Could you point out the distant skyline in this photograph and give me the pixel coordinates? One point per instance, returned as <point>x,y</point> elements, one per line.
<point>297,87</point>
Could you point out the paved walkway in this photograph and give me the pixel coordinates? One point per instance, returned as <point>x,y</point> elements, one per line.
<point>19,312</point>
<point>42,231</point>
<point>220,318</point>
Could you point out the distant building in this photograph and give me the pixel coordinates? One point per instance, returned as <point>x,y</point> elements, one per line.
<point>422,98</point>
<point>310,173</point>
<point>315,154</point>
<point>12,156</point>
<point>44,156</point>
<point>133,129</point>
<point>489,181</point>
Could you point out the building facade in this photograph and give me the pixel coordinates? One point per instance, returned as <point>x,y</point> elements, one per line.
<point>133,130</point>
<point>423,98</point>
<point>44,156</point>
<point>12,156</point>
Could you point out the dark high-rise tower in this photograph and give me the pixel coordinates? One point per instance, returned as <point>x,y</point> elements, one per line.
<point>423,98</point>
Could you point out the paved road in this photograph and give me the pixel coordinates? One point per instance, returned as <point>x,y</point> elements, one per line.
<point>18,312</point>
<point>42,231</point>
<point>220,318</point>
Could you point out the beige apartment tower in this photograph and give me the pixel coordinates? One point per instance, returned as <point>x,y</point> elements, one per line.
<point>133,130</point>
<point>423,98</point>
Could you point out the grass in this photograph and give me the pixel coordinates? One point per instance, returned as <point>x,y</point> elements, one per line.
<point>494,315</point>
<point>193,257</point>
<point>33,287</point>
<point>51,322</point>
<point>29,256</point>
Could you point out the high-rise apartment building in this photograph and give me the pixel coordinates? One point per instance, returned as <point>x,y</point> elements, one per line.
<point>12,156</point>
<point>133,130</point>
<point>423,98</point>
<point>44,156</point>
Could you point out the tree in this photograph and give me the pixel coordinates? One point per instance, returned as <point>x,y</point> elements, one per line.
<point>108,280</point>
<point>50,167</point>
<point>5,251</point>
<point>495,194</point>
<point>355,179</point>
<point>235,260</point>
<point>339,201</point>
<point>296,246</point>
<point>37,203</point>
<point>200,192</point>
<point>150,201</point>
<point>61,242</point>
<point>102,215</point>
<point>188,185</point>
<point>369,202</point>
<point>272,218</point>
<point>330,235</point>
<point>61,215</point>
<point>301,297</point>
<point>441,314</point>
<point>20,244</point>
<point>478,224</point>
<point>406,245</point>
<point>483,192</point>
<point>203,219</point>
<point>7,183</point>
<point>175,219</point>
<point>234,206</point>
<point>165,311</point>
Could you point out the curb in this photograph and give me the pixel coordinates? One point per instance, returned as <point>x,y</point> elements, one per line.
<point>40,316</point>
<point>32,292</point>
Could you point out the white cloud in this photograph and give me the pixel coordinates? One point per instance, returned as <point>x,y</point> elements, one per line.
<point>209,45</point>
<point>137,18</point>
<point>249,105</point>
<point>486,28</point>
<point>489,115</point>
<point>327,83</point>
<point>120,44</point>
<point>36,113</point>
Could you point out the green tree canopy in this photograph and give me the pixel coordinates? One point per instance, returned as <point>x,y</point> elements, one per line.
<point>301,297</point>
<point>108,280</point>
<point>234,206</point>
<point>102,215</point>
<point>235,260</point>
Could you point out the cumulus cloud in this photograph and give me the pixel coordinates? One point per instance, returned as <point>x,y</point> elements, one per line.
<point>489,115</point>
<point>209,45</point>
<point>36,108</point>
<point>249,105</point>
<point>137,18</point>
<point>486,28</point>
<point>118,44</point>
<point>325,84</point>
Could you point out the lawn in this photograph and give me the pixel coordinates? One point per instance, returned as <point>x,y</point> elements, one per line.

-*-*-

Retype every entry above, word for word.

● **Final result**:
Could you point out the distant skyline in this photograph and give me the pixel coordinates? One point per instance, returned as <point>x,y</point> elements, one per line.
<point>297,87</point>
Could you point out the paved walkway in this photograph and give me the pixel coordinates? One point per instance, returned as <point>x,y</point> elements, one per line.
<point>19,312</point>
<point>42,231</point>
<point>220,318</point>
Could you point out the distant building in this photograph and give me the pixel coordinates? One point per instance, returned as <point>x,y</point> elements, one per line.
<point>422,98</point>
<point>310,173</point>
<point>315,154</point>
<point>12,156</point>
<point>44,156</point>
<point>133,129</point>
<point>489,181</point>
Could you point out the building facade in this photograph and give me the pixel coordinates? One point per instance, returned as <point>x,y</point> elements, one per line.
<point>133,130</point>
<point>423,98</point>
<point>44,156</point>
<point>12,156</point>
Could you point out the dark high-rise tower in this photograph and give me the pixel coordinates? One point per instance, returned as <point>x,y</point> elements, one per line.
<point>423,98</point>
Could you point out the paved road in this photograph and give me the pixel coordinates? One point per instance, returned as <point>x,y</point> elements, one per line.
<point>18,312</point>
<point>42,231</point>
<point>220,318</point>
Could you point out the beige apartment tower in this photograph and give me the pixel coordinates? One point per instance, returned as <point>x,y</point> elements, one per line.
<point>133,130</point>
<point>423,98</point>
Could you point out the grass in this photograph and give me the pixel coordinates? One point per instance, returned as <point>x,y</point> elements, one per line.
<point>494,315</point>
<point>193,257</point>
<point>33,287</point>
<point>51,322</point>
<point>29,256</point>
Could you point out the high-rise apartment building in this photograph and give me the pixel coordinates? One point per instance, returned as <point>x,y</point> elements, one per line.
<point>12,156</point>
<point>133,130</point>
<point>423,98</point>
<point>44,156</point>
Could you point out the tree in this photograph and give me the pixel coordinates? One point per instance, returned as <point>x,y</point> elements, one per line.
<point>108,280</point>
<point>50,167</point>
<point>5,251</point>
<point>495,194</point>
<point>355,179</point>
<point>235,260</point>
<point>339,201</point>
<point>296,246</point>
<point>37,203</point>
<point>200,192</point>
<point>150,201</point>
<point>61,242</point>
<point>102,215</point>
<point>188,185</point>
<point>369,202</point>
<point>272,218</point>
<point>330,235</point>
<point>61,215</point>
<point>301,297</point>
<point>441,314</point>
<point>20,244</point>
<point>478,224</point>
<point>406,245</point>
<point>483,192</point>
<point>203,219</point>
<point>7,183</point>
<point>175,219</point>
<point>234,206</point>
<point>165,311</point>
Could you point out the curb in this photograph and give me the pixel coordinates? One point per instance, returned as <point>x,y</point> elements, one per line.
<point>40,316</point>
<point>32,292</point>
Could you point out the white cloud in this photograph and give me the pixel coordinates? One point per instance, returned as <point>x,y</point> elements, one per line.
<point>209,45</point>
<point>137,18</point>
<point>249,105</point>
<point>486,28</point>
<point>489,115</point>
<point>327,83</point>
<point>120,44</point>
<point>36,113</point>
Could you point out the green tree canopy in this photograph and give me the pixel coordinates? One point per instance, returned as <point>x,y</point> elements, one per line.
<point>301,297</point>
<point>108,280</point>
<point>234,206</point>
<point>102,215</point>
<point>235,260</point>
Could you point out the cumulus cloud in this photograph and give me the pixel coordinates? One point per instance, returned as <point>x,y</point> elements, one per line.
<point>489,115</point>
<point>209,45</point>
<point>36,108</point>
<point>249,105</point>
<point>137,18</point>
<point>486,28</point>
<point>118,44</point>
<point>325,84</point>
Could you point out the lawn in this photograph and give me the pixel coordinates? One point per instance, returned as <point>x,y</point> elements, one per line.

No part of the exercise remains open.